**Tasks to perform**
1. Decide whether each statement below agrees with the forum thread about turn-signal side lights. Answer yes or no for (a), (b) and (c), and quote the deciding words from the thread. (a) The 89 Nissan Maxima has automatic seatbelts. (b) The 91 Integra belonged to the person who wrote about it. (c) The Maxima's side lights were noticed soon after the car was bought.
2. Write what comes next in the forum thread about turn-signal side lights, picking up after its last line.

**Text block**
⟨

Haha! That's funny! I actually recently noticed after many years that our 89 Nissan Maxima has side lights that illuminate when the turn signal is turned on to light up the turn. It's a neat system and does light the turn up! Why don't new cars have this stuff. Also has automatic seatbelts. Haha. Lots of fun watching people reactions when they close the door. 

Edit: ah, helps to read through the thread. You already mentioned this with caddys, my bad. Oh well. Adding another example, right? Haha 

Sent from AutoGuide.com Free App


----------



## jblackburn (Apr 14, 2012)

au201 said:


> Haha! That's funny! I actually recently noticed after many years that our 89 Nissan Maxima has side lights that illuminate when the turn signal is turned on to light up the turn. It's a neat system and does light the turn up! Why don't new cars have this stuff. Also has automatic seatbelts. Haha. Lots of fun watching people reactions when they close the door.
> 
> 
> Sent from AutoGuide.com Free App


Ugh I remember those things. My friends 91 Integra tried to strangle passengers if they shut the door before moving the seat back.


----------



## spacedout (Dec 7, 2010)

au201 said:


> I actually recently noticed after many years that our 89 Nissan Maxima has side lights that illuminate when the turn signal is turned on to light up the turn. It's a neat system and does light the turn up! Why don't new cars have this stuff.

⟩

Collection entries:
⟨

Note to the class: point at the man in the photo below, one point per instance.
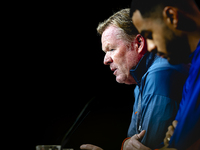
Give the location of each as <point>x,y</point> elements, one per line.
<point>158,82</point>
<point>173,26</point>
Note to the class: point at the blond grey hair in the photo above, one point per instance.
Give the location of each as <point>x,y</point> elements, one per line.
<point>122,20</point>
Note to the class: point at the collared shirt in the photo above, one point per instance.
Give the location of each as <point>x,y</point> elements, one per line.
<point>157,95</point>
<point>187,131</point>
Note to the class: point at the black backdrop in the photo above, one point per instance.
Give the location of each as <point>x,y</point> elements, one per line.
<point>61,69</point>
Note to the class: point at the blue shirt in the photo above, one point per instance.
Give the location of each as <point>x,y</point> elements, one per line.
<point>157,96</point>
<point>188,117</point>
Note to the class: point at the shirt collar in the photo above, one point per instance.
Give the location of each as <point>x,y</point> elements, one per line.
<point>143,65</point>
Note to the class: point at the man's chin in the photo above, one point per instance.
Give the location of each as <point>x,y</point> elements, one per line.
<point>120,79</point>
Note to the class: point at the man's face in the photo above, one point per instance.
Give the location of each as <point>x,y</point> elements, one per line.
<point>161,38</point>
<point>119,56</point>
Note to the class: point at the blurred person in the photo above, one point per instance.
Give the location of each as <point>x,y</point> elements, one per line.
<point>172,27</point>
<point>158,84</point>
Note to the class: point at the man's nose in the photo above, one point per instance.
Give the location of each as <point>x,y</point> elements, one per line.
<point>150,45</point>
<point>107,60</point>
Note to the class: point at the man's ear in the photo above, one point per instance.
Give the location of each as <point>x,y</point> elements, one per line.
<point>177,19</point>
<point>170,15</point>
<point>140,44</point>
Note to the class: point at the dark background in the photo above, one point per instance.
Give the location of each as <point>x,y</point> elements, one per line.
<point>59,68</point>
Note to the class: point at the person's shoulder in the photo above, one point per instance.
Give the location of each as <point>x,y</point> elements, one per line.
<point>162,65</point>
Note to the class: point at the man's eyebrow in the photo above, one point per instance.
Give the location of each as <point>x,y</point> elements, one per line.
<point>106,47</point>
<point>145,33</point>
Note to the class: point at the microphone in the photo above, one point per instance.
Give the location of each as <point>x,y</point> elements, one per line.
<point>83,114</point>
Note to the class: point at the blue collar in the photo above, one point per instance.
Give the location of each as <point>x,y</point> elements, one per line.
<point>145,62</point>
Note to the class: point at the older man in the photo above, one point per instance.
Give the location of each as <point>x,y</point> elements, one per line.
<point>159,84</point>
<point>173,26</point>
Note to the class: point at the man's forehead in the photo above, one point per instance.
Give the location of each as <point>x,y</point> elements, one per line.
<point>110,32</point>
<point>138,20</point>
<point>109,35</point>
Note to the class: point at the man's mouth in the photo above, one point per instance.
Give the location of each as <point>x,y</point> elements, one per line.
<point>114,70</point>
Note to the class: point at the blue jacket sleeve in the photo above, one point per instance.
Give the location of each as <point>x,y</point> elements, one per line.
<point>160,113</point>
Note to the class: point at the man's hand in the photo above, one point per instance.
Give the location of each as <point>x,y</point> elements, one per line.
<point>170,132</point>
<point>90,147</point>
<point>134,142</point>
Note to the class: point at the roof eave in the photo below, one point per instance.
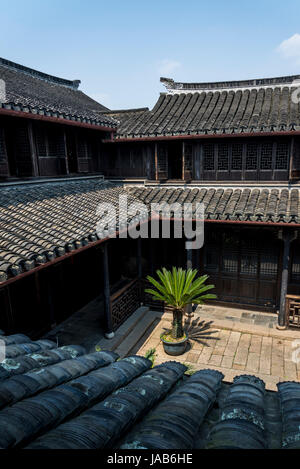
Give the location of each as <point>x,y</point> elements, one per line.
<point>57,120</point>
<point>205,136</point>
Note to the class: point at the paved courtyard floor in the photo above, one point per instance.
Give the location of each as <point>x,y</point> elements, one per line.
<point>233,341</point>
<point>236,345</point>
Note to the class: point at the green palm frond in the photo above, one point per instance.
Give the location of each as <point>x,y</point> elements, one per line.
<point>179,287</point>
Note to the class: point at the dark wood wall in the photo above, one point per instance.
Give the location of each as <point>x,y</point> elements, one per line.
<point>228,159</point>
<point>34,148</point>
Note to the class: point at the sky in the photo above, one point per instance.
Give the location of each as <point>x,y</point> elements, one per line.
<point>119,49</point>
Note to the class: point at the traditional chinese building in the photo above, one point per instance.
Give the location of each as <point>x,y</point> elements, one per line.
<point>233,146</point>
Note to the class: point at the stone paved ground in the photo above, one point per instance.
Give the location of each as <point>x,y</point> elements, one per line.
<point>234,341</point>
<point>263,351</point>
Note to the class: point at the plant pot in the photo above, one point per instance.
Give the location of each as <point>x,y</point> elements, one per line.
<point>175,348</point>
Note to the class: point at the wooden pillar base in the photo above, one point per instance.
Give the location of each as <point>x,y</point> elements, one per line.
<point>281,328</point>
<point>109,335</point>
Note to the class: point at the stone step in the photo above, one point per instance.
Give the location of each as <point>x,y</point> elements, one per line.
<point>121,334</point>
<point>129,343</point>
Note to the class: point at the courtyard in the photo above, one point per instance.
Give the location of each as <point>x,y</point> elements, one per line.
<point>233,341</point>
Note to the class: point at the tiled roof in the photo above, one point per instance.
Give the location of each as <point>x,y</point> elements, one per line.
<point>124,114</point>
<point>28,90</point>
<point>241,204</point>
<point>42,221</point>
<point>65,398</point>
<point>250,106</point>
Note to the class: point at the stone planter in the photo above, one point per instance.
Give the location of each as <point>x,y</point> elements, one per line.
<point>175,348</point>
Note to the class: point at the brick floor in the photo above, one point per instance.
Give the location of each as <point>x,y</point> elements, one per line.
<point>235,352</point>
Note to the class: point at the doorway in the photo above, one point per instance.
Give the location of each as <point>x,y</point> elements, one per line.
<point>71,151</point>
<point>175,160</point>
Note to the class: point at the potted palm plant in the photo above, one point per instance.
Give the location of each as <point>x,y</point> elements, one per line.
<point>178,288</point>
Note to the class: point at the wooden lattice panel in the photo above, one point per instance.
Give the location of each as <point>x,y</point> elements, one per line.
<point>124,303</point>
<point>293,310</point>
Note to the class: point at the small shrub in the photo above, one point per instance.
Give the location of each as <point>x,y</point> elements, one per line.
<point>151,355</point>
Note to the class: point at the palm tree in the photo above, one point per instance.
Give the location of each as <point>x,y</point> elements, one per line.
<point>178,289</point>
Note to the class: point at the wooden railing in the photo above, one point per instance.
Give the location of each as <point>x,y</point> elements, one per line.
<point>292,310</point>
<point>124,302</point>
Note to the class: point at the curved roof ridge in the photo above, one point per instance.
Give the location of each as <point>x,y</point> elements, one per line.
<point>171,85</point>
<point>41,75</point>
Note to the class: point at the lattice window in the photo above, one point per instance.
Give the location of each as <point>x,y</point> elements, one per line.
<point>2,145</point>
<point>56,144</point>
<point>41,142</point>
<point>162,159</point>
<point>266,156</point>
<point>249,262</point>
<point>268,263</point>
<point>208,155</point>
<point>251,156</point>
<point>296,268</point>
<point>230,262</point>
<point>223,157</point>
<point>282,156</point>
<point>211,258</point>
<point>237,157</point>
<point>81,148</point>
<point>125,304</point>
<point>188,157</point>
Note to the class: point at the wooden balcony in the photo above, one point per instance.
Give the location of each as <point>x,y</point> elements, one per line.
<point>292,310</point>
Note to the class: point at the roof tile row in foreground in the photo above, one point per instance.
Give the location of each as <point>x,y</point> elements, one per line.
<point>89,401</point>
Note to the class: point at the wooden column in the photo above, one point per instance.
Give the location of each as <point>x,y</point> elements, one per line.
<point>156,162</point>
<point>189,265</point>
<point>109,333</point>
<point>35,166</point>
<point>139,258</point>
<point>287,238</point>
<point>291,159</point>
<point>183,161</point>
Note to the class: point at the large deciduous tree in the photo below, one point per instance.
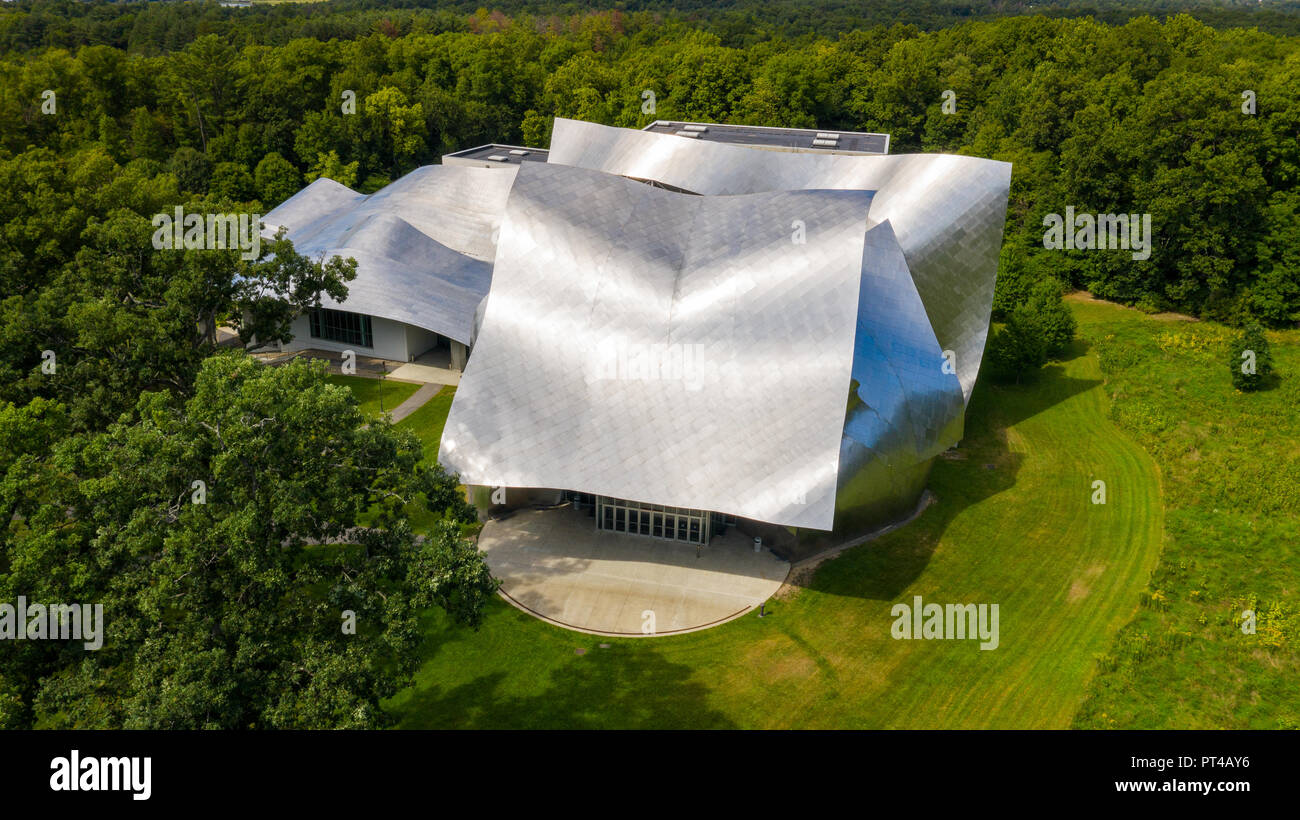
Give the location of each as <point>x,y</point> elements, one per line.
<point>234,543</point>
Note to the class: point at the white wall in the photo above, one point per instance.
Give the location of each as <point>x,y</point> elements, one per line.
<point>419,341</point>
<point>389,337</point>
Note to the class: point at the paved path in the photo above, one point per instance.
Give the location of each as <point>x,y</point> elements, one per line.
<point>416,372</point>
<point>558,567</point>
<point>416,400</point>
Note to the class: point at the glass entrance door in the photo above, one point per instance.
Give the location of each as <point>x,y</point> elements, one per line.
<point>654,520</point>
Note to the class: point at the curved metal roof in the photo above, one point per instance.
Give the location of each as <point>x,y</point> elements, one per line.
<point>423,244</point>
<point>947,211</point>
<point>670,348</point>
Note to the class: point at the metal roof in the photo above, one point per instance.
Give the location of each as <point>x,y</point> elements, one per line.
<point>947,211</point>
<point>423,244</point>
<point>662,347</point>
<point>776,138</point>
<point>499,152</point>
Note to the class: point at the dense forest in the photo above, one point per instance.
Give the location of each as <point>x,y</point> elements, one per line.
<point>111,113</point>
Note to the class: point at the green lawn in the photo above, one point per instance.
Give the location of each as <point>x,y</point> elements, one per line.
<point>368,391</point>
<point>1014,525</point>
<point>1231,468</point>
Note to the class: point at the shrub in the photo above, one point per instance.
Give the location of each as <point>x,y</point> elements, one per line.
<point>1249,360</point>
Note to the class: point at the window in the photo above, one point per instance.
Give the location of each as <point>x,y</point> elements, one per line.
<point>342,326</point>
<point>657,520</point>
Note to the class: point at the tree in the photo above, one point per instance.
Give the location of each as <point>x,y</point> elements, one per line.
<point>1249,359</point>
<point>1052,316</point>
<point>276,179</point>
<point>191,169</point>
<point>1017,350</point>
<point>232,182</point>
<point>332,168</point>
<point>229,603</point>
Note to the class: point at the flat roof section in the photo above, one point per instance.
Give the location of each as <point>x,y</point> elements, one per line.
<point>495,153</point>
<point>776,138</point>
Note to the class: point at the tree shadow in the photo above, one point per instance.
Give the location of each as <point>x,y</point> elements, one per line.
<point>628,685</point>
<point>982,467</point>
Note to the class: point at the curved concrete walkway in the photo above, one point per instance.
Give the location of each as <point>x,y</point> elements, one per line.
<point>558,567</point>
<point>416,400</point>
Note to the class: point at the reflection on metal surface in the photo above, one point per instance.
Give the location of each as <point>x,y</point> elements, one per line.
<point>423,244</point>
<point>947,211</point>
<point>664,348</point>
<point>690,342</point>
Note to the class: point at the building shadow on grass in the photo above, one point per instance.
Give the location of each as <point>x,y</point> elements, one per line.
<point>980,468</point>
<point>628,685</point>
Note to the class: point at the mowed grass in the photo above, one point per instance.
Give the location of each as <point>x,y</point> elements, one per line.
<point>1013,525</point>
<point>369,391</point>
<point>1231,468</point>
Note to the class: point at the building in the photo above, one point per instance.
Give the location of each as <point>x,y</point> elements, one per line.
<point>685,329</point>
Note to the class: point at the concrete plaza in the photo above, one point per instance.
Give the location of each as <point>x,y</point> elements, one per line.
<point>557,565</point>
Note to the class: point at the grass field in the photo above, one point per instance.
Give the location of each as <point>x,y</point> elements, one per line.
<point>1231,468</point>
<point>368,391</point>
<point>1013,525</point>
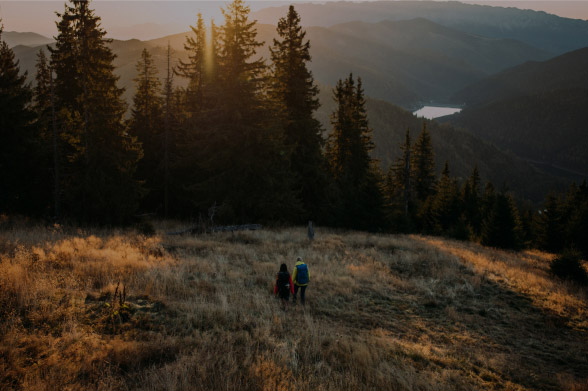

⟩

**Responses to the tasks**
1.
(a) Yes: "Also has automatic seatbelts."
(b) No: "My friends 91 Integra tried to strangle passengers if they shut the door before moving the seat back."
(c) No: "I actually recently noticed after many years that our 89 Nissan Maxima has side lights"

2.
Older Cadillac cars all had these, wish they would bring it back. I drive a ton of dark back roads at night, those lights were great!


----------



## jblackburn (Apr 14, 2012)

spacedout said:


> Older Cadillac cars all had these, wish they would bring it back. I drive a ton of dark back roads at night, those lights were great!


Actually, come to think of it, so did my Saab.









Bottom part would light up when the car was put into reverse or turn signal on.


----------



## ChevyGuy (Dec 13, 2014)

spacedout said:


> Older Cadillac cars all had these,


Yup. My brother's '68 has it.


----------



## Edenwolf (Dec 10, 2014)

chris10 said:


> Edenwolf said:
> 
> 
> > I'm going with a white LED bulb on the original lense to keep the reflective safety aspect and for the yellow glow. Do I need a resistor for LED side markers?
> ...


Hmm I always thought it was a blinker too.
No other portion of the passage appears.